_Consigne a_: Relevez chaque ligne de la liste où figure le mot « branch », en respectant les majuscules et les minuscules.

Alors, en articulant système (texte) et failles (qui permettent au présent d’advenir), le spectacle se crée et n’a de cesse de se créer. Il en va de même pour l’Encyclopédie de la parole : il y a toujours quelque chose qu’elle ne transforme pas dans la matière qu’elle travaille, et quelque chose qu’elle transforme. Il s’agit alors de s’interroger sur la nature de ce qui reste identique et sur celle de ce qui change. Le système de l’Encyclopédie de la parole, comme on l’a évoqué auparavant, se compose de la grille d’entrées et des enregistrements, c’est-à-dire, en un mot, de la Collection. Or cette Collection est l’essence même de l’Encyclopédie de la parole, c’est ce qui la définit, son identité : par un jeu d’éponymie d’une part, et parce qu’elle constitue son travail de fond d’autre part. L’identité de l’Encyclopédie de la parole est forgée par ses penchants scientifiques qui lui permettent par exemple de définir des entrées qui restent inchangées treize ans après leur création, comme c’est le cas de « Cadences ». Cette Collection n’est cependant pas une masse immuable : la grille d’entrées évolue, de nouveaux enregistrements apparaissent. En créant, les Encyclopédistes donnent vie à leur base de données. Or cette vie n’est possible que parce que le système de la Collection comporte des failles sans lesquelles elle resterait inchangée. Si la base de données prend vie grâce à la faille, on pourrait alors s’interroger sur la nécessité du système – qui n’est pas vivant – autour de la faille. Or la présence d’un système, inerte, rend, par comparaison, l’écoulement du vivant à travers la faille plus visible. Prenons l’exemple d’un bassin d’eau : le bassin, inerte, représente le système, tandis que l’eau, l’élément mobile, représente le vivant. Si le bassin est absolument étanche, l’eau ne s’écoule pas : l’eau ne s’écoule que s’il y a une faille dans une paroi du bassin. Par ailleurs, si l’eau n’est pas retenue dans le bassin, elle s’écoule tout d’un coup jusqu’à ne plus bouger et former une flaque. C’est donc la présence du bassin qui garantit un
mouvement de l’eau. La force avec laquelle l’eau s’écoule est comparable au Trieb, cette force vitale du désir que Jean-François Lyotard développe dans Discours Figure.

_Consigne b_:
Les affirmations suivantes sont-elles conformes au texte sur l’Encyclopédie de la parole ? Répondez par oui ou par non pour chacune et citez mot pour mot le passage qui tranche.
(i) La grille d’entrées de la Collection ne change jamais.
(ii) L’entrée « Cadences » est restée inchangée treize ans après sa création.
(iii) Dans l’exemple du bassin, l’eau représente le système.

_Données de l’exercice_:
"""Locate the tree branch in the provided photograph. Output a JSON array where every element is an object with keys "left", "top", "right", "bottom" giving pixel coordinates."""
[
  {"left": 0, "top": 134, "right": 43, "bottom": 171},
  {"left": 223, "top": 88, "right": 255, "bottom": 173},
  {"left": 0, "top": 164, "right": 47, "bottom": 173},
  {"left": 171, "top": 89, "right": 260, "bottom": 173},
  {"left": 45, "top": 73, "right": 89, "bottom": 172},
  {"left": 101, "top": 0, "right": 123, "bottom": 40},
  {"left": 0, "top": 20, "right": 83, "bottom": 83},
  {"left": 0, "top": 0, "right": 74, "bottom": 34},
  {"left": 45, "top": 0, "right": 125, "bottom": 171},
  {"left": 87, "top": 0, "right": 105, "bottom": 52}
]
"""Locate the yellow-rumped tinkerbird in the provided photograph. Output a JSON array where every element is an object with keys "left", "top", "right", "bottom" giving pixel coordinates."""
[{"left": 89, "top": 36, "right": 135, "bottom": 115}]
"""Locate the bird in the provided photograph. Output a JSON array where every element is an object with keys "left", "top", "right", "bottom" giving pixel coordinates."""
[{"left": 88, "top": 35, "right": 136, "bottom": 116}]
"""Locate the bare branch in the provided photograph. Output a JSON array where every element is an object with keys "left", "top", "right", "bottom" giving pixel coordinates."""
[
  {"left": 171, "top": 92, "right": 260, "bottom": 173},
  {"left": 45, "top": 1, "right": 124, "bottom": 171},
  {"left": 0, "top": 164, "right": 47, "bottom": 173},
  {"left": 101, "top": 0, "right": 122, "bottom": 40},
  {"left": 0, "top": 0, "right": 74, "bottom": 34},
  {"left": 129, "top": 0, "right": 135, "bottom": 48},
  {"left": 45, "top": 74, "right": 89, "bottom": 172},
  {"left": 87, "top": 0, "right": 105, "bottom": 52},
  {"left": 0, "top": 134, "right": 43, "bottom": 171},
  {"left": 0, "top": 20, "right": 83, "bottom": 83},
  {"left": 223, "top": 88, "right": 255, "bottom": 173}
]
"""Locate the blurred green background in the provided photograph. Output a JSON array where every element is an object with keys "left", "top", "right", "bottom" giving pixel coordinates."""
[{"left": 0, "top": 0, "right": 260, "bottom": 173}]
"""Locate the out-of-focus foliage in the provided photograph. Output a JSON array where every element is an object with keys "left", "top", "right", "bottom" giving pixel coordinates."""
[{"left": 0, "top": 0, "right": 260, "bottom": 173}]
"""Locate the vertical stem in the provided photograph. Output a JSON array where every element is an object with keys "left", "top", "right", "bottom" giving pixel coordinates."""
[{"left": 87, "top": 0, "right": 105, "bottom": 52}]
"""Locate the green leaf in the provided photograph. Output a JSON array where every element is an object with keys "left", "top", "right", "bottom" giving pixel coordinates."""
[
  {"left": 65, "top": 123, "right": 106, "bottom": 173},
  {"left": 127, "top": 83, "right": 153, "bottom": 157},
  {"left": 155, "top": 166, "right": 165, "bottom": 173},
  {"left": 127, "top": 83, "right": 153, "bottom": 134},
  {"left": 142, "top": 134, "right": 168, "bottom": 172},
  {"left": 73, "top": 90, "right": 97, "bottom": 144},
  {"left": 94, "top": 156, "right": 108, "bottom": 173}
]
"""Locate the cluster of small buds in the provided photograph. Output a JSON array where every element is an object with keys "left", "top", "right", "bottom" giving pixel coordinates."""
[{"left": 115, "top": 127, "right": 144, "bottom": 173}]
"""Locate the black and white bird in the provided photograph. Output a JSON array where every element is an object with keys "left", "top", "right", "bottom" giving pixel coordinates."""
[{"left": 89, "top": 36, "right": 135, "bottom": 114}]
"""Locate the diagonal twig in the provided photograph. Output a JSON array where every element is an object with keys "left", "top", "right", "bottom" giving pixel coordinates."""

_Réponse rédigée a_:
"""Locate the tree branch in the provided photograph. Output a JSON array where every element is an object with keys "left", "top", "right", "bottom" giving pixel coordinates."""
"""Locate the bare branch in the provided photograph. Output a JSON array where every element is an object with keys "left", "top", "right", "bottom" giving pixel coordinates."""

_Réponse rédigée b_:
(i) Non : « la grille d’entrées évolue, de nouveaux enregistrements apparaissent ».
(ii) Oui : « des entrées qui restent inchangées treize ans après leur création, comme c’est le cas de « Cadences » ».
(iii) Non : « le bassin, inerte, représente le système, tandis que l’eau, l’élément mobile, représente le vivant ».